> Aim:
Continue the piece on the Abigail Fisher affirmative action case, starting right after its last sentence.

Abigail Fisher, second from right, listens as her lawyer Bert Rein, center, speaks with reporters, Supreme Court, Washington, DC, December 9, 2015. (J. Scott Applewhite/AP; http://msnbc.com).

Abigail Fisher, second from right, listens as her lawyer Bert Rein, center, speaks with reporters, Supreme Court, Washington, DC, December 9, 2015. (J. Scott Applewhite/AP; http://msnbc.com).

I wrote this a bit more than three years ago, when the Supreme Court first heard the case of one Abigail Fisher against the University of Texas admissions policy in October 2012:

Abigail Fisher has joined Allan Bakke, Jennifer Gratz/Patrick Hamacher and Barbara Grutter as part of a list of Whites who have used race as an excuse because they faced a road block for maybe the only time in their lives. The idea that we should have race-neutral college and graduate school admissions policies in a country that’s far from race-neutral shows an enormous sense of unacknowledged entitlement and privilege.

Here’s why. Using myself as an example, I graduated Mount Vernon HS (NY) in 1987, 14th out of 545 students (the top 3% of my class), with a 3.83 GPA on a 4.0 scale, with an 1120 SAT (a 1220 on today’s SAT). I didn’t get into Yale, but was accepted at Columbia and the University of Pittsburgh. Money was an issue, as I ended up going to Pitt because they offered me an academic scholarship, while Columbia offered a private investigator into my father’s finances. Still, my grades would’ve easily knocked Fisher out of contention at UT-Austin, as well as Gratz and Hamacher.

I also think about the two decades I’ve spent teaching high school, college and graduate students. The most consistently obstinate students I’ve taught have been White students who thought they knew more than me. They didn’t get that context always matters when interpreting history, especially something like affirmative action. For those students, for Fisher, et al., and for the Supreme Court, entitlement matters more than context. Facts, circumstances be damned.
Read the Article at HuffingtonPost

I was wrong about one thing in my earlier post. I based my comparison of my SAT score from 1986 on revisions to the standardized test in the 1990s, not in the 2000s, when they added a third section. Based on that, my educated guess for a score in that period would’ve been between a 1850 and 2000 (between the 60th and 70th percentile).

Today, the Supreme Court heard from Fisher’s and the University of Texas’ lawyers — again, about the efficacy of using race as part of a larger formula for achieving demographic diversity in the state higher education system. During today’s oral arguments, the ever-brilliantly racist Justice Antonin Scalia pressed the University of Texas on why they needed to account for race (and apparently, for class as well) in their admissions plan at all, considering the academic issues many Black student face.

Boundary annotation records
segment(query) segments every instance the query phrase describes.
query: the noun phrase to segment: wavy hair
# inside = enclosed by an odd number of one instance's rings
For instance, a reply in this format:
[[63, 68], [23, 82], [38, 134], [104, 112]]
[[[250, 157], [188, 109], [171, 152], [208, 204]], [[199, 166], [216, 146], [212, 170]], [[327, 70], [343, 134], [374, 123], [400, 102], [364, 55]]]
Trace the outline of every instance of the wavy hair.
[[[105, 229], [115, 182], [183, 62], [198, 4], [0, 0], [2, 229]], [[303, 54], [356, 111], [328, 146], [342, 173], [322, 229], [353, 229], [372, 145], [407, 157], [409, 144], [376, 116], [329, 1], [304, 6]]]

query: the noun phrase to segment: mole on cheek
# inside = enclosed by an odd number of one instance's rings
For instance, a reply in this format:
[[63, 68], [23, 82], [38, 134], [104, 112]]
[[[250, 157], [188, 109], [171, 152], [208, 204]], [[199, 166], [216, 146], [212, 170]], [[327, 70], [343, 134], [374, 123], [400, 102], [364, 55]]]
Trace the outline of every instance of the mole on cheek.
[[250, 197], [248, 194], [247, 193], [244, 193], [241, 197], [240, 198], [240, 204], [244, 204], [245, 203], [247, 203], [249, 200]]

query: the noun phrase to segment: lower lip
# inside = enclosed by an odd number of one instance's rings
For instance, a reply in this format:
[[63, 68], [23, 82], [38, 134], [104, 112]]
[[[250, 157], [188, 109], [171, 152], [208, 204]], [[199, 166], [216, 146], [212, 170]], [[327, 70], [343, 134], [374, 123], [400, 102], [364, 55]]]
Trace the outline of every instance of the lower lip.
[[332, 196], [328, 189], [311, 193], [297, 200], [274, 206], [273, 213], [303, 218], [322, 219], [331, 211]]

> Result of this task:
Scalia said, “it does not benefit African-Americans to — to get them into the University of Texas where they do not do well, as opposed to having them go to a less-advanced school, a less — a slower-track school where they do well.” He added that “most of the black scientists in this country don’t come from schools like the University of Texas. They come from lesser schools where they do not feel that they’re — that they’re being pushed ahead in — in classes that are too — too fast for them.”

It is fairly obvious that Scalia and at least three other justices (including his intellectual puppet Justice Clarence Thomas) would do away with affirmative action sooner than Scalia and Thomas could suck down two one-gallon tubs of rocky road ice cream. But the veneer of racism, the assumption that Blacks are “too slow” for elite public universities, the Social Darwinist interpretation of higher education? Or assuming that Blacks who go to lesser known institutions, particularly HBCUs are getting a lesser and slower education as a result? Scalia doesn’t know his history, and doesn’t care to know the history of Blacks in higher education at all.

Given the direction the Supreme Court is leaning, it may take a burgeoning Black Lives Matter movement of the scope of the Civil Rights Movement of fifty years ago to reverse this court’s attempt at a twenty-first century version of Plessy v. Ferguson (1896). Let’s not forget, though. There are millions of Scalias and Thomases out there who firmly believe that African Americans — even those with excellent grades, high test scores, and lots of passion and intellectual drive — deserve nothing more than a jail cell, a janitor job, or a bullet to the brain.

But what makes their perspective worse is that Scalia, et. al, are cutting off their collective noses to spite the country’s face. It won’t be just high-achieving African American students losing out if the court curtails or renders race-based admissions policies unconstitutional. A decision like that will hurt millions of White students as well. Not just because segregated higher education could eliminate a diversity of ideas and thinking and will poison the wealth of knowledge and efforts toward a better American society through the benefits of the college experience. It will also mean that Whites like Abigail Fisher will no longer have an easy and vulnerable scapegoat for their educational failures. The Abigail Fishers will be experiencing their own form of stereotype threat. Oh, how will they hold on to their narcissism, their intellectual delusions of grandeur then?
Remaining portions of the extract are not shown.